• _Consigne 1_
Recopiez fidèlement le passage de l'article sur la politique de Donald Trump envers l'Afrique compris entre "De surcroît, les" et "annoncent les violences.", ces deux extraits inclus.
:: Texte
La politique de Donald Trump envers l’Afrique : trois priorités (par Kelsey Lilley)

Au moment où les Etats-Unis et le monde s’accordent sur le fait que Donald Trump sera en janvier 2017 le prochain président des Etats-Unis, il est important de jeter un regard sur les décisions qui seront prises par son administration. Les Etats-Unis font face à un monde plus connecté, plus dynamique et souvent plus dangereux que jamais. Dans une aucune partie du monde, les obstacles et les opportunités n’ont été plus importantes que dans une relation Etats-Unis-Afrique.

Le nouveau président américain, qui a livré quelques décisions de politique étrangère lors de la campagne, prendra fonction en faisant face à plusieurs défis concernant les intérêts américains en Afrique, mais aussi une chance sans précédent d’approfondir un partenariat avec un continent qui connaît la croissance la plus rapide au monde et faire avancer la sécurité américaine et ses intérêts économiques.

Ces priorités suivantes devraient être d’une importante capitale pour l’administration Trump :

  1. Combattre le terrorisme et l’instabilité

Les Etats-Unis font face à des défis sécuritaires graves et continus à travers l’Afrique. Le terrorisme, qui peut déstabiliser les alliés clé des Etats-Unis en Afrique mais aussi exporter la violence vers les Etats-Unis et l’Europe, doit être en tête de liste des priorités. Une intervention en Libye doit renforcer le gouvernement de ce pays tout en éradiquant les derniers vestiges des militants du groupe Etat Islamique.

Le groupe Boko Haram, affilié à Etat Islamique, continue de faire des ravages au Nigeria et en Somalie, le groupe Al-Shebab ne cesse de gagner du terrain et ce malgré la présence des forces de maintien de la paix de l’Union Africaine.

Dans un monde plus jamais que connecté dû à la mondialisation, aucune de ces menaces (y compris les nombreuses autres menaces qui surgiront durant la présidence de Trump) ne doit être isolée d’une autre et ne doit être confinée à l’intérieur d’une seule frontière. En conséquence, les Etats-Unis seront obligés de s’engager contre les menaces terroristes en provenance d’Afrique.

De surcroît, les Etats-Unis doivent répondre à d’autres sources d’instabilité en Afrique. Le Soudan du Sud, la nouvelle nation du monde, est en train d’être déchiré par des conflits internes. Le conflit a déjà fait plus de 1,6 millions de déplacés et a créé 1.2 millions de réfugiés sud-soudanais, menaçant d’ébranler la capacité de la région à y faire face.

Une partie des réponses à ces conflits doit être humanitaire (les Etats-Unis fourniront des milliards de dollars pour sauver des vies dans des pays vulnérables dans le monde), mais une diplomatie attentive est aussi nécessaire pour naviguer les conflits politiques qui annoncent les violences.

  1. Sécuriser le progrès économique fragile de l’Afrique

L’Afrique a l’une des plus rapides croissances économiques dans le monde et elle abrite l’une des plus grandes réserves de ressources naturelles. Parmi ces ressources, on peut en citer : le pétrole, le cuivre, le fer et l’or. Sans compter, la jeune population africaine qui s’accroît à un rythme rapide et qui deviendra demain le fer de lance de la main d’œuvre mondiale (d’ici 2050, environ 25% de la main d’œuvre mondiale sera africaine et 2/3 d’entre elle vivra dans les villes d’Afrique).
::::
• _Consigne 2_
Sélectionnez, dans les entrées ci-dessous, chaque ligne où figure la chaîne "belly".
:: Entrées présentées
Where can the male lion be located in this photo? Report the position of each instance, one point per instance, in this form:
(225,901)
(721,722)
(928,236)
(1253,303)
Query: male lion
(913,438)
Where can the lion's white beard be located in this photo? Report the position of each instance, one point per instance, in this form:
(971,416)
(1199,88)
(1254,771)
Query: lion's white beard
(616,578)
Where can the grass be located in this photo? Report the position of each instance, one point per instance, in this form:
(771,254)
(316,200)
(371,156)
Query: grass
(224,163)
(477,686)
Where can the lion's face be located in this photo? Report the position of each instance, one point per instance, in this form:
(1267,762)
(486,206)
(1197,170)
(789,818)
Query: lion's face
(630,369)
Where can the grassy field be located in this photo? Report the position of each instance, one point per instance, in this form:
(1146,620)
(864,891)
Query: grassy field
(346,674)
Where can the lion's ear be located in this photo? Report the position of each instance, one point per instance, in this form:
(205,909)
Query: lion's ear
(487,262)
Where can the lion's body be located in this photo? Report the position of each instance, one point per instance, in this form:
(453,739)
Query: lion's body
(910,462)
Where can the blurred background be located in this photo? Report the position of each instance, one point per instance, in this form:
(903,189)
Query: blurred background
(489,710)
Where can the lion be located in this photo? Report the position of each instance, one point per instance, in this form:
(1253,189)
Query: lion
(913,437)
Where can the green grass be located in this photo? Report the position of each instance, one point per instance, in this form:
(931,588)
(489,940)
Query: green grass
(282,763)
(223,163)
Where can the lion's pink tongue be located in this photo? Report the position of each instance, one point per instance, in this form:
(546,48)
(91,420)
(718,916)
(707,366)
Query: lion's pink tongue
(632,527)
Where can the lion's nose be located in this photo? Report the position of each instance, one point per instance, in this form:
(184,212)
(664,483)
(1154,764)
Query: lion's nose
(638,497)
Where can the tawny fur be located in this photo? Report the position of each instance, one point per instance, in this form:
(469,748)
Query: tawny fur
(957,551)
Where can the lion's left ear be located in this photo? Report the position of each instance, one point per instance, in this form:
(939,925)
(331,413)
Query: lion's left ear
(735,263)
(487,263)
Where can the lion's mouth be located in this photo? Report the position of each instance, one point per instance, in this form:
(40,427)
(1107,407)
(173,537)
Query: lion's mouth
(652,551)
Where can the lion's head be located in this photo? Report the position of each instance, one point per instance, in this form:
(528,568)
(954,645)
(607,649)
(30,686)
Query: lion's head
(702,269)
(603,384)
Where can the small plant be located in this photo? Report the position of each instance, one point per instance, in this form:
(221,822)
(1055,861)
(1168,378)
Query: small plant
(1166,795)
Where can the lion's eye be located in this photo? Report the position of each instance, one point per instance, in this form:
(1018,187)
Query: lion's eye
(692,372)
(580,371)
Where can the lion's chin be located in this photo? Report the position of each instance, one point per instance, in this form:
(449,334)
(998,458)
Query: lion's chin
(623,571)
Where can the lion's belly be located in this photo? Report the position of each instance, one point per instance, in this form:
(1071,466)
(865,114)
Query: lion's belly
::::
• _Réponse 1_
De surcroît, les Etats-Unis doivent répondre à d’autres sources d’instabilité en Afrique. Le Soudan du Sud, la nouvelle nation du monde, est en train d’être déchiré par des conflits internes. Le conflit a déjà fait plus de 1,6 millions de déplacés et a créé 1.2 millions de réfugiés sud-soudanais, menaçant d’ébranler la capacité de la région à y faire face.

Une partie des réponses à ces conflits doit être humanitaire (les Etats-Unis fourniront des milliards de dollars pour sauver des vies dans des pays vulnérables dans le monde), mais une diplomatie attentive est aussi nécessaire pour naviguer les conflits politiques qui annoncent les violences.

• _Réponse 2_
Where can the lion's belly be located in this photo? Report the position of each instance, one point per instance, in this form:
Query: lion's belly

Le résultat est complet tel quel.